◆ Exercise ◆
Copy out every line of the data below word for word, without changing anything.

**** Given records

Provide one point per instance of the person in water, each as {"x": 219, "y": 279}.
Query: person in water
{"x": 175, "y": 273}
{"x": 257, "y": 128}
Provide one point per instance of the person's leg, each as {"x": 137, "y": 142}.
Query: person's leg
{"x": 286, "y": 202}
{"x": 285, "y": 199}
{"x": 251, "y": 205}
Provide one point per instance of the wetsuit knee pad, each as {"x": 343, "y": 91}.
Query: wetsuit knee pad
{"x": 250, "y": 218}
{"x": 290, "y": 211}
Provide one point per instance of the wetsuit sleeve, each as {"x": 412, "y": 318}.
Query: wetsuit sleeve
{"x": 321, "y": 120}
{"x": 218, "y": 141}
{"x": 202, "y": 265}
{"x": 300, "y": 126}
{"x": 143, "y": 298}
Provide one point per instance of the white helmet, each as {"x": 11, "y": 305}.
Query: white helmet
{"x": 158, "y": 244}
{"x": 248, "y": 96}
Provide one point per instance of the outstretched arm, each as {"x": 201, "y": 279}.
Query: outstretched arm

********

◆ Solution ◆
Provide one point per instance of the person in water, each as {"x": 219, "y": 279}.
Query: person in water
{"x": 175, "y": 273}
{"x": 257, "y": 128}
Provide one point per instance of the person's leg, each as {"x": 137, "y": 142}.
Query: person's leg
{"x": 286, "y": 202}
{"x": 285, "y": 199}
{"x": 251, "y": 205}
Provide one point per instance of the wetsuit knee pad, each as {"x": 343, "y": 91}.
Query: wetsuit knee pad
{"x": 250, "y": 218}
{"x": 290, "y": 211}
Provide one point per instance of the wetsuit sleeve, each as {"x": 412, "y": 318}.
Query: wetsuit sleeve
{"x": 321, "y": 120}
{"x": 218, "y": 141}
{"x": 202, "y": 265}
{"x": 300, "y": 126}
{"x": 143, "y": 298}
Provide one point per instance of the white helmet, each as {"x": 11, "y": 305}.
Query: white helmet
{"x": 158, "y": 244}
{"x": 248, "y": 96}
Provide one point per instance of the outstretched arm, each as {"x": 201, "y": 279}.
Query: outstretched arm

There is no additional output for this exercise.